▸ Work instructions: Repeat each line word for word.

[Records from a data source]
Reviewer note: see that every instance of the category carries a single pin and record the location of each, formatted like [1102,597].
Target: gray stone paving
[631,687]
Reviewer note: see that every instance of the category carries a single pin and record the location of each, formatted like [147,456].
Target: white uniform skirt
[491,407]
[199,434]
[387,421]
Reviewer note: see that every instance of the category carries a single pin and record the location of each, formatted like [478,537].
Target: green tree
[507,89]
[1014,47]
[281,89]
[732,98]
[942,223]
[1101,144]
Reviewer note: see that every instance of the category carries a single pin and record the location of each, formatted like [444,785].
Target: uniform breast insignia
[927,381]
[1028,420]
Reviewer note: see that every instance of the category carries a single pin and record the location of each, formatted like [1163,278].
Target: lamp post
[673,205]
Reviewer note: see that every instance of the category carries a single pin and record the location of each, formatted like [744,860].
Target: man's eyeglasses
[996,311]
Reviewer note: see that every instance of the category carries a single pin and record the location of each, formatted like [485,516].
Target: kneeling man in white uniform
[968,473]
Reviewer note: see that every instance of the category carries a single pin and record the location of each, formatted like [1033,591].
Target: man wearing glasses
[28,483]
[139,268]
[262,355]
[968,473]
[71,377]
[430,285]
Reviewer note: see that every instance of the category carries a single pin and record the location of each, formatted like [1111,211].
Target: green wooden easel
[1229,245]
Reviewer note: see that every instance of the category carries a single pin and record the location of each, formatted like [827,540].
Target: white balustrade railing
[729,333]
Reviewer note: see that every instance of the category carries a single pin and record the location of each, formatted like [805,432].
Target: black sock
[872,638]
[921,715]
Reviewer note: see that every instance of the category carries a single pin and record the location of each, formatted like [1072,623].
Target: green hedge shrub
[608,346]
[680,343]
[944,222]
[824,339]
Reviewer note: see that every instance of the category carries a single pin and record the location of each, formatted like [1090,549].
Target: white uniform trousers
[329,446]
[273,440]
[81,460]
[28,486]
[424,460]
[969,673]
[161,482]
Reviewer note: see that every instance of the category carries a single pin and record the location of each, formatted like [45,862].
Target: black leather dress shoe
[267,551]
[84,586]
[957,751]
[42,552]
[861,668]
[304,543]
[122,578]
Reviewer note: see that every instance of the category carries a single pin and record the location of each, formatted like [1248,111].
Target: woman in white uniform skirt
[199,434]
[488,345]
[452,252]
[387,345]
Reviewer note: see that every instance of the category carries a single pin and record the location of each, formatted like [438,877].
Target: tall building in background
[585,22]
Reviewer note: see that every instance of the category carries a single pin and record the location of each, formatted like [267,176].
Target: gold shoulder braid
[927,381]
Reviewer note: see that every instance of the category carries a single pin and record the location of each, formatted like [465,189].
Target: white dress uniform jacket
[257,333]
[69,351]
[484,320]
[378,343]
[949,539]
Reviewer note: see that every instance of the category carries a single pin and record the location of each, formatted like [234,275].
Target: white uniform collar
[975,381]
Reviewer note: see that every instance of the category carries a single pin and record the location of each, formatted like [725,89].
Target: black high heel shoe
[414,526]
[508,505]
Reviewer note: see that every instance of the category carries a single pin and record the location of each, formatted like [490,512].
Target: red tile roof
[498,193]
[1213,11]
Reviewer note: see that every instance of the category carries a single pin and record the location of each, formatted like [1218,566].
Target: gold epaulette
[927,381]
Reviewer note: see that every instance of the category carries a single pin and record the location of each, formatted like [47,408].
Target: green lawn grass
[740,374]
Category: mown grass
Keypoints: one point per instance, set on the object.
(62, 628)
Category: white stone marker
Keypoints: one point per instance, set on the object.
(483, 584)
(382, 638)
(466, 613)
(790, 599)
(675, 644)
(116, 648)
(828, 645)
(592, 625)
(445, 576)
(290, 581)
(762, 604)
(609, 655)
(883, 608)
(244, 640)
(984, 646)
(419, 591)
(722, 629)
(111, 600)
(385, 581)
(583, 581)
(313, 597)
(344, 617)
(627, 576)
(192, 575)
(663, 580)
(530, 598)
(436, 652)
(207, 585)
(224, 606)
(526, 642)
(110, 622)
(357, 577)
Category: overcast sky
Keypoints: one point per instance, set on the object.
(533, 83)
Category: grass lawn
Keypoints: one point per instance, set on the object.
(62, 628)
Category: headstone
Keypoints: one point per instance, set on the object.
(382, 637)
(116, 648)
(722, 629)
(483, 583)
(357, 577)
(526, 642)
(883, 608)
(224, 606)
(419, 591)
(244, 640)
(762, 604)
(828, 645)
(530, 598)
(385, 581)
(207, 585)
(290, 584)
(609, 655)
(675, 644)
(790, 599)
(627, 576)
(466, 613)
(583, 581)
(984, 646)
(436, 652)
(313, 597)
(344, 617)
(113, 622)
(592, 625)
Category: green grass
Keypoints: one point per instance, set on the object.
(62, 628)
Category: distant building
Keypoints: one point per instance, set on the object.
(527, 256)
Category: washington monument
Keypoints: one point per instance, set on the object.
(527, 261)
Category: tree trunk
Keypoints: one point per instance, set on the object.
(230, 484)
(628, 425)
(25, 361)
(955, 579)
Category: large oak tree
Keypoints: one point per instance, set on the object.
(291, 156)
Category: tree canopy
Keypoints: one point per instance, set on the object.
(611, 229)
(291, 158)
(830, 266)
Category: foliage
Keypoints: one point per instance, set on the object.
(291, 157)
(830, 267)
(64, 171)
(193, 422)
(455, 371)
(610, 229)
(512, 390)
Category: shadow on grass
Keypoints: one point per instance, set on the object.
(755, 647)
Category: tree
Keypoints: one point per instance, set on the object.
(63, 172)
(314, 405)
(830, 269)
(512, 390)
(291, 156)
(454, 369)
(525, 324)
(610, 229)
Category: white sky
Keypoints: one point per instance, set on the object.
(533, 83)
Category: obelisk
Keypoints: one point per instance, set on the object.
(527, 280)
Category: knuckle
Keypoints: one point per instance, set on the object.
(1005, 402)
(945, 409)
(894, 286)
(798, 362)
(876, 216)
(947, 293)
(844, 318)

▸ Result of this exercise:
Reviewer note: see that every instance of the category carries a single pin and record the location of each, formatted like [1102,597].
Target: gray stone paving
[631,687]
Reviewer note: see that every instance of the category carries a single pin and record the location of each, formatted like [147,456].
Target: white uniform skirt
[491,407]
[199,434]
[387,421]
Reviewer note: see that every instance of the category carries a single pin and record the location of each, formatted like [478,537].
Target: green tree
[507,89]
[1014,47]
[281,89]
[732,98]
[942,223]
[1101,144]
Reviewer note: see that every instance of the category carries a single pin and record the location of each, formatted like [444,785].
Target: uniform breast insignia
[927,381]
[1028,420]
Reviewer note: see that every instance of the category carries a single pin and record the location of each, formatted like [1163,278].
Target: lamp post
[673,205]
Reviewer note: see that every instance of the category carries a single pin and record the location of each, formatted like [744,860].
Target: man's eyeglasses
[996,311]
Reviewer note: see that every instance of the category carries a single pin and record the location of each, formatted like [485,516].
Target: kneeling man in white uniform
[968,473]
Reviewer note: see that every instance of the category carries a single pin and record the location of each, formatted like [1033,591].
Target: man wearing glasses
[28,483]
[139,268]
[262,355]
[968,473]
[71,377]
[430,285]
Reviewer note: see that every instance of the category carries a single pin and record the location of each, formatted like [1111,211].
Target: green wooden easel
[1229,245]
Reviewer note: see that every instance of the category carries a single pin and record the location of each, formatted like [827,540].
Target: white balustrade railing
[729,333]
Reviewer note: see that every instance of the category carries a single pin and record the location of each, formatted like [805,432].
Target: black sock
[872,638]
[921,715]
Reviewer note: see that every instance of the category carries a single pin and record the location of each, formatted like [1072,623].
Target: green hedge shrub
[608,346]
[680,343]
[944,222]
[824,339]
Reviewer note: see that every instance of the category carries a single pin and record the location of each, formatted like [1090,549].
Target: white uniform trousers
[329,446]
[273,440]
[81,460]
[28,486]
[424,460]
[969,673]
[161,482]
Reviewer note: see that every instance of the category carries a single pin and record the location of each, formatted like [45,862].
Target: black leather dress shoe
[267,551]
[84,586]
[957,751]
[42,552]
[861,668]
[304,543]
[122,578]
Reviewer note: see that every instance of the category carries a single pin and record the location of each, formatted like [1248,111].
Target: woman in white uniform skirt
[199,434]
[488,345]
[452,252]
[387,345]
Reviewer note: see that every instance of the category carries a single pin and record the location of each, formatted like [438,877].
Target: tall building in background
[585,22]
Reviewer note: see that every instance of the category carries a single pin and record the location of each, formatted like [267,176].
Target: gold shoulder braid
[927,381]
Reviewer note: see that every instance of the category carries a single pin and record the location of each, formatted like [465,189].
Target: white dress uniform jacket
[257,333]
[69,351]
[484,320]
[378,343]
[949,539]
Reviewer note: see that every instance of the category carries a single pin and record the location of each, formatted like [234,275].
Target: white uniform collar
[975,381]
Reviewer note: see that every instance of the category carries a single pin and record the location of each, formatted like [725,89].
Target: black high heel shoe
[414,526]
[508,505]
Reviewer note: see that every instance of the category carries a single pin and record the location of each, formatted like [490,512].
Target: red tile roof
[498,193]
[1213,11]
Reviewer note: see that every instance of the category carries a single pin and record the location of each, formatted like [1218,566].
Target: gold epaulette
[927,381]
Reviewer note: see that every instance of the category carries a single pin and record the location of each, formatted like [47,408].
Target: green lawn grass
[740,374]
Category: mown grass
Keypoints: one point per instance, set on the object.
(62, 628)
Category: white stone marker
Keypoints: one point per instance, set on the object.
(483, 584)
(382, 638)
(466, 613)
(790, 599)
(675, 644)
(116, 648)
(828, 645)
(592, 625)
(445, 576)
(290, 581)
(762, 604)
(609, 655)
(883, 608)
(244, 640)
(984, 646)
(419, 591)
(722, 629)
(111, 600)
(385, 581)
(583, 581)
(313, 597)
(344, 617)
(627, 576)
(192, 575)
(663, 580)
(530, 598)
(436, 652)
(207, 585)
(224, 606)
(526, 642)
(110, 622)
(357, 577)
Category: overcast sky
Keypoints: one point per instance, set on the object.
(533, 83)
Category: grass lawn
Keypoints: one point per instance, set on the object.
(62, 628)
Category: headstone
Keypoints: one point per instance, set on the object.
(382, 637)
(116, 648)
(722, 629)
(483, 583)
(357, 577)
(526, 642)
(883, 608)
(224, 606)
(419, 591)
(244, 640)
(762, 604)
(828, 645)
(530, 598)
(385, 581)
(207, 585)
(290, 584)
(609, 655)
(675, 644)
(790, 599)
(627, 576)
(466, 613)
(583, 581)
(984, 646)
(436, 652)
(313, 597)
(344, 617)
(113, 622)
(592, 625)
Category: green grass
Keypoints: one point per instance, set on the object.
(62, 628)
Category: distant building
Keypoints: one point per instance, set on the object.
(527, 256)
Category: washington monument
Keypoints: one point per instance, set on the object.
(527, 261)
Category: tree trunk
Keypoints: one point per instance, set on the object.
(230, 484)
(628, 425)
(25, 361)
(955, 579)
Category: large oak tree
Keypoints: one point per instance, set on the object.
(291, 156)
Category: tree canopy
Keypoints: one point per instance, set on the object.
(611, 229)
(291, 158)
(830, 266)
Category: foliage
Keypoints: one point per instance, set on the object.
(291, 157)
(830, 267)
(64, 171)
(193, 422)
(455, 371)
(610, 229)
(512, 390)
Category: shadow on grass
Keypoints: one point per instance, set on the object.
(755, 647)
Category: tree
Keypoints: one point per instance, set on the object.
(63, 172)
(314, 405)
(830, 269)
(512, 390)
(291, 156)
(454, 369)
(525, 324)
(610, 229)
Category: white sky
Keypoints: one point per instance, set on the object.
(533, 83)
Category: obelisk
Keypoints: one point per instance, set on the object.
(527, 280)
Category: knuckle
Keypoints: one point per instance, set on the object.
(1005, 402)
(945, 409)
(894, 286)
(798, 362)
(876, 216)
(947, 293)
(844, 318)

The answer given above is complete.